-------- TEXT TO READ --------
Journey into Light is a 1951 American crime film noir directed by Stuart Heisler and starring Sterling Hayden.

Plot
John Burrows, an ordained minister from a small village in eastern USA, envisions himself with a larger congregation. He is mortified when his wife drunkenly interrupts a sermon, then despondent after her suicide.

Burrows travels to Los Angeles for a fresh start, but ends up on skid row and arrested for apparent public intoxication. A skid-row con man, Gandy, finds him a bed at a flop house, while a street preacher, Doc Thorssen, and daughter Christine take him to a local mission.

Christine is blind. She falls in love with Burrows, enjoying his discussions of the spirit and the soul but knowing little of his past. One day she is struck by a streetcar and knocked unconscious, causing Burrows to once again question his faith.

He ultimately accepts the Lord's will and is offered a better place to live and preach. Burrows decides he is better suited to the mission, with Christine by his side.
--------
- _STATED PROBLEM A_:
Answer these questions about the film text, one answer a line:
(i) Who directed the film?
(ii) To which city does Burrows travel for a fresh start?
(iii) What strikes Christine and knocks her unconscious?
The rows that come next have no connection to the film text.
-------- INFORMATION PROVIDED --------
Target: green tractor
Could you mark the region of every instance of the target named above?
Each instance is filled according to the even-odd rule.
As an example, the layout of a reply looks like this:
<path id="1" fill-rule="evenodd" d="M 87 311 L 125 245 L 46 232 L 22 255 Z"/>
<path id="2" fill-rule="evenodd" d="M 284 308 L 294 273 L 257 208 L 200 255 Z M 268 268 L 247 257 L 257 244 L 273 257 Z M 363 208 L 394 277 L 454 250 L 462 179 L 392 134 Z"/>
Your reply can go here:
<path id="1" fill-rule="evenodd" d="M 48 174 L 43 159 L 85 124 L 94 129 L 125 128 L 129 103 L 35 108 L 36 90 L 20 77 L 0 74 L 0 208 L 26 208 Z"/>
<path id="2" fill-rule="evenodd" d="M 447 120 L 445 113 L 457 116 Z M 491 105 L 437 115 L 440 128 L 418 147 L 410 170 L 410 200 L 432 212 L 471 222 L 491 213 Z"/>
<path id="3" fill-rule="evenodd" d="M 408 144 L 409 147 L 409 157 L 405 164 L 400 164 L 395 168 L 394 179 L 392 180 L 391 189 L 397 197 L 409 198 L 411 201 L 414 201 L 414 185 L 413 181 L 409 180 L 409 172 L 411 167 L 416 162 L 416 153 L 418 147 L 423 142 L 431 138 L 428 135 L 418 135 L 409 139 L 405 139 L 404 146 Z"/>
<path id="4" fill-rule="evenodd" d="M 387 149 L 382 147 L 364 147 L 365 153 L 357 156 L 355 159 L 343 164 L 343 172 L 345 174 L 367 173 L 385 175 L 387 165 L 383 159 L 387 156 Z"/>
--------
-------- INFORMATION PROVIDED --------
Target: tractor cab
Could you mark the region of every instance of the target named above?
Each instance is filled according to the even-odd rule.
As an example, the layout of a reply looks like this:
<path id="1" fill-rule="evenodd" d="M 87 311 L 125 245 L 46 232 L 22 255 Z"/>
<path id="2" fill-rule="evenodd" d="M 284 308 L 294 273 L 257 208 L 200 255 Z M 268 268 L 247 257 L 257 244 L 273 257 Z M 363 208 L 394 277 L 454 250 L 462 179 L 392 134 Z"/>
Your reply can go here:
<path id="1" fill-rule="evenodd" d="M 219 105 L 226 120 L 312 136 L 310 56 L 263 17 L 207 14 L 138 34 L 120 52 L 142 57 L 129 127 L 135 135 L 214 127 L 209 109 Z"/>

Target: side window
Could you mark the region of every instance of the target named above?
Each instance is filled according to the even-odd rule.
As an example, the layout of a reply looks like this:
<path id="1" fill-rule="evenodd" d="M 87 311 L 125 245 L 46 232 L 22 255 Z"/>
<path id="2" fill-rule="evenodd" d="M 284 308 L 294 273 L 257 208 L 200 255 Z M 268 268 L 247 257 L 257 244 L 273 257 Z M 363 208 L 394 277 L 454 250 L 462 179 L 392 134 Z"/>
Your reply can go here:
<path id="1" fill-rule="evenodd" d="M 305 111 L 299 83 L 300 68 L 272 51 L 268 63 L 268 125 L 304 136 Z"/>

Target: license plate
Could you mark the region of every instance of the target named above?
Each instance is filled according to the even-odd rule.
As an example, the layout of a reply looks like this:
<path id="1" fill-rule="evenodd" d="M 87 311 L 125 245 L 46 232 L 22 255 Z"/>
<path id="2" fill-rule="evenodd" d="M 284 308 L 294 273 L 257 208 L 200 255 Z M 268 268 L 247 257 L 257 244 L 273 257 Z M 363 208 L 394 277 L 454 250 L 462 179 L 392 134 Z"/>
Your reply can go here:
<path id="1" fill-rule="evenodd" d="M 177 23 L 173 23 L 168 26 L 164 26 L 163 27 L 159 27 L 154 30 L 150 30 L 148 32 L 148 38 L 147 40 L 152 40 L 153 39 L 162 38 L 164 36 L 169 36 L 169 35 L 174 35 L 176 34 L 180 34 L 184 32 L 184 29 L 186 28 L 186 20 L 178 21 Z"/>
--------
- _STATED PROBLEM B_:
Please output the lines of the rows exactly, starting at the line that contains "Target: side window" and ending at the line that contains "305 111 L 299", with both of those lines included.

- _WRITTEN ANSWER A_:
(i) Stuart Heisler
(ii) Los Angeles
(iii) A streetcar

- _WRITTEN ANSWER B_:
Target: side window
Could you mark the region of every instance of the target named above?
Each instance is filled according to the even-odd rule.
As an example, the layout of a reply looks like this:
<path id="1" fill-rule="evenodd" d="M 87 311 L 125 245 L 46 232 L 22 255 Z"/>
<path id="2" fill-rule="evenodd" d="M 284 308 L 294 273 L 257 208 L 200 255 Z M 268 268 L 247 257 L 257 244 L 273 257 Z M 363 208 L 394 277 L 454 250 L 462 179 L 392 134 Z"/>
Your reply can go here:
<path id="1" fill-rule="evenodd" d="M 305 111 L 299 83 L 300 68 L 272 51 L 268 63 L 268 125 L 304 136 Z"/>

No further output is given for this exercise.